++++ Supplied information ++++

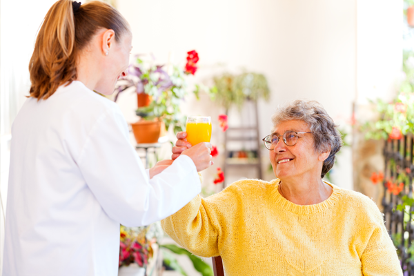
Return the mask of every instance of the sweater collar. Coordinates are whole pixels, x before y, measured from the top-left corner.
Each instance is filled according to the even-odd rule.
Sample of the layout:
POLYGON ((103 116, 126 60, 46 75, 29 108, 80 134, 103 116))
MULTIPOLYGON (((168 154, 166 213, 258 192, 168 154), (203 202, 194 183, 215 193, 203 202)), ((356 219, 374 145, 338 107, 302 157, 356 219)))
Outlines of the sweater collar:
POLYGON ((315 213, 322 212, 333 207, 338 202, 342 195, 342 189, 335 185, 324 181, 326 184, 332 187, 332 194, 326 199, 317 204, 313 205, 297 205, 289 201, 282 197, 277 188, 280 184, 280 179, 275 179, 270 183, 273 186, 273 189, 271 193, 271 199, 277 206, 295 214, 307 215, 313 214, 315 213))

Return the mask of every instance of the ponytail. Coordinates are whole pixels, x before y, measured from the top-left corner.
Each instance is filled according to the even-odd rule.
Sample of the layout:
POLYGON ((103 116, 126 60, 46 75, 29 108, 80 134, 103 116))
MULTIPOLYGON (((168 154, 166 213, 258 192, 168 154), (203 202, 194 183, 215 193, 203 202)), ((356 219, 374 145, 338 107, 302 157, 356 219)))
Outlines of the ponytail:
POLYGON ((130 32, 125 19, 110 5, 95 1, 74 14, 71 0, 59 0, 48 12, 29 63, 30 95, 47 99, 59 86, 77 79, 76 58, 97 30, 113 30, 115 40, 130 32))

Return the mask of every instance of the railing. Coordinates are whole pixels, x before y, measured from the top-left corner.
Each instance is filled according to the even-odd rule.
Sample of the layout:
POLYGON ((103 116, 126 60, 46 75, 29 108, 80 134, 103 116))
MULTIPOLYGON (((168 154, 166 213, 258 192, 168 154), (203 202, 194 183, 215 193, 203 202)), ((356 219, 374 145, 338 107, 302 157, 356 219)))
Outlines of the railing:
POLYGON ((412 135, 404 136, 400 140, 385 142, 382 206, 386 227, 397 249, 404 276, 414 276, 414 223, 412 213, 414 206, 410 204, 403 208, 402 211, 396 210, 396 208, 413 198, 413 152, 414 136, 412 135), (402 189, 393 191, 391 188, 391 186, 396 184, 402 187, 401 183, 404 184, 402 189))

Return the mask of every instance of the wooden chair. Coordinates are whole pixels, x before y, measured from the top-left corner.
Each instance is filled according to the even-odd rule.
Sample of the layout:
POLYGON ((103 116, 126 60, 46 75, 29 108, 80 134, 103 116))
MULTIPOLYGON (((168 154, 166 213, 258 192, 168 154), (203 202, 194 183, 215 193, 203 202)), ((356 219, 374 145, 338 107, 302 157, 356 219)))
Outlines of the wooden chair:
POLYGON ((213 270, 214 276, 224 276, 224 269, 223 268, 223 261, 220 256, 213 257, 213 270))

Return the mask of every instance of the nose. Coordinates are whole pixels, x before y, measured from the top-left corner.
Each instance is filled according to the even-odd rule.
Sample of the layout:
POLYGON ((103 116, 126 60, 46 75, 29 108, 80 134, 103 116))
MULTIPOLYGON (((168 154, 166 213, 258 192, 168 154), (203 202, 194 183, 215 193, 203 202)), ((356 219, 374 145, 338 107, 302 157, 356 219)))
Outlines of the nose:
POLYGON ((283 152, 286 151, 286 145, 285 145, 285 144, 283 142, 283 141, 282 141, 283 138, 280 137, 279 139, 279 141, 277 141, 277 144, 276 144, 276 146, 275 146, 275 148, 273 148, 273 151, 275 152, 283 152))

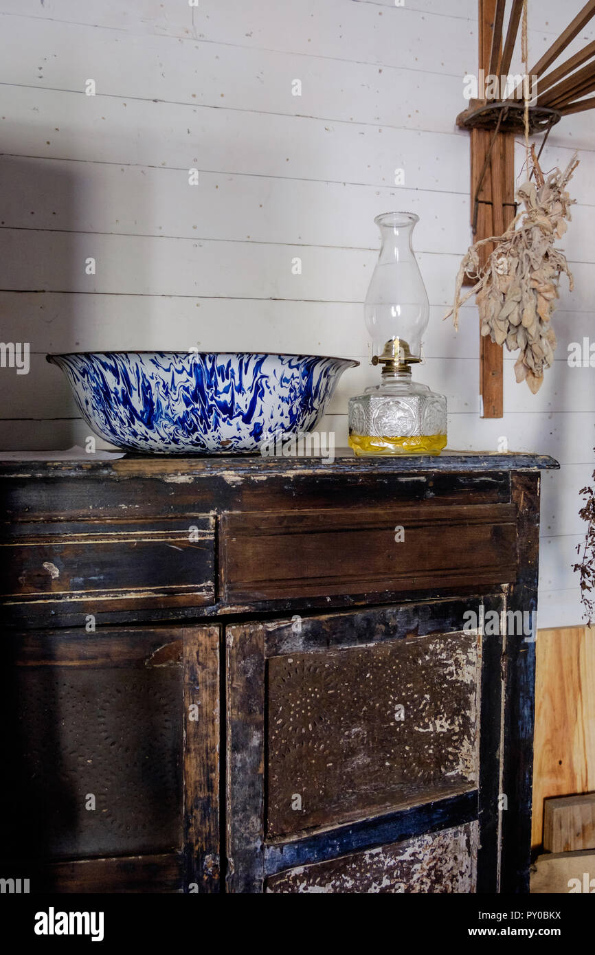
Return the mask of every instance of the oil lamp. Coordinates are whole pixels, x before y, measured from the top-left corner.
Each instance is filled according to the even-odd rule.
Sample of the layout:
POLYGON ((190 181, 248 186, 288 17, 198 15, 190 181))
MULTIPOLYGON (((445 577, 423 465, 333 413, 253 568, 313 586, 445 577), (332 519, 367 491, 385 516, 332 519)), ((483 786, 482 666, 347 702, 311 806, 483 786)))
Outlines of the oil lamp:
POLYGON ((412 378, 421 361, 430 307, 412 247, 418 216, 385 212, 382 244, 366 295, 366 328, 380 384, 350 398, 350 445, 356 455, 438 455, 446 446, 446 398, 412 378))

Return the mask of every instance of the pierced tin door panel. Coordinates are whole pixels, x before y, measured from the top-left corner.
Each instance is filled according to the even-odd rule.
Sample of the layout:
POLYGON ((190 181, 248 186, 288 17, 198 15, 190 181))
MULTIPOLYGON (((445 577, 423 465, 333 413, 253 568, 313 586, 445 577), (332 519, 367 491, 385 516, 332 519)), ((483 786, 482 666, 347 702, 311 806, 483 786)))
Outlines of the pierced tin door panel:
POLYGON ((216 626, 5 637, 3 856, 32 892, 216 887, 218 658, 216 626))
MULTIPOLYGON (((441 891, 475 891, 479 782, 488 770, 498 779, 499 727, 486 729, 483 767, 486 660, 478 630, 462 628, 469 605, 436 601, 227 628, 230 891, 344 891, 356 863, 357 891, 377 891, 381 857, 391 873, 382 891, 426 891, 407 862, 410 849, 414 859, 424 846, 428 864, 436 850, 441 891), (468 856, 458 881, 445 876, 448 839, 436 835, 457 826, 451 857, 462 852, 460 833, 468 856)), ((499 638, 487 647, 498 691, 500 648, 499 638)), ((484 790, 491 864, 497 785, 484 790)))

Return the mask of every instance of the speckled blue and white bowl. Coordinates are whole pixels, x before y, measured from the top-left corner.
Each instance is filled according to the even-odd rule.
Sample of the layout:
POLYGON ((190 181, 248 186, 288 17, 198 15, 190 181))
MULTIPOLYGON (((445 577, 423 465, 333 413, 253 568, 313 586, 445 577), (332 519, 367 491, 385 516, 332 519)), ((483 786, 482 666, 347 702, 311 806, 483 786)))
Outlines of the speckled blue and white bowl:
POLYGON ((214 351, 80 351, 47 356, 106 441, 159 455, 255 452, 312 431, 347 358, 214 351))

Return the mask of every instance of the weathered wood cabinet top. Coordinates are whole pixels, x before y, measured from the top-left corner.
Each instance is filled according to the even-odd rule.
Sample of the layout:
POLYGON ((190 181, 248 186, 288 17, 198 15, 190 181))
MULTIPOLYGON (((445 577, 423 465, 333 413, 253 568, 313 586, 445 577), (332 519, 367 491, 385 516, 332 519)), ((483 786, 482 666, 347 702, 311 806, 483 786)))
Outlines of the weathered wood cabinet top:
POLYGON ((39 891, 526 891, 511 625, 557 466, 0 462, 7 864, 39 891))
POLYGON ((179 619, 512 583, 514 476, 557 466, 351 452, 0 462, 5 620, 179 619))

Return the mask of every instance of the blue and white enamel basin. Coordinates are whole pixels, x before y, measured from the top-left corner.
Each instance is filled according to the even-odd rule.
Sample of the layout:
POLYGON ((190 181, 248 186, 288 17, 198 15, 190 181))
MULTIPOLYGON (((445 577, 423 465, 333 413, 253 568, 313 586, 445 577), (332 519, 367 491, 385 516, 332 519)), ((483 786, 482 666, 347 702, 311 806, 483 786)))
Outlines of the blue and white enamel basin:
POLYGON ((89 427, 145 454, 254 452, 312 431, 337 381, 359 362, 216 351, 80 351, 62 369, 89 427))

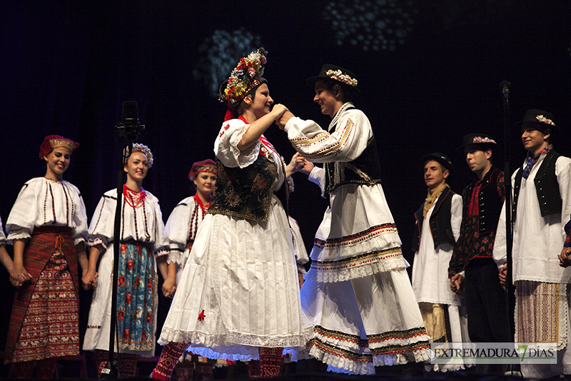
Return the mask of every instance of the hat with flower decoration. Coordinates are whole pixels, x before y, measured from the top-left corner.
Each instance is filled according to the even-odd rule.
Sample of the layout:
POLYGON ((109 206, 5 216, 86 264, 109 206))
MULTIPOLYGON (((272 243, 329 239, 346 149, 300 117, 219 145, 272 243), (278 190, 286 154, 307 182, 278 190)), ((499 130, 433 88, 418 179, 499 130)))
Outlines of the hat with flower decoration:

++++

• [What is asked]:
Pick out every line in the listing above that contains the word "wooden" and copy each one.

• [Written solution]:
Return the mask of every instance of the wooden chair. Coordinates are whole pixels, x before y, measured from the top-left corner.
Outlines of the wooden chair:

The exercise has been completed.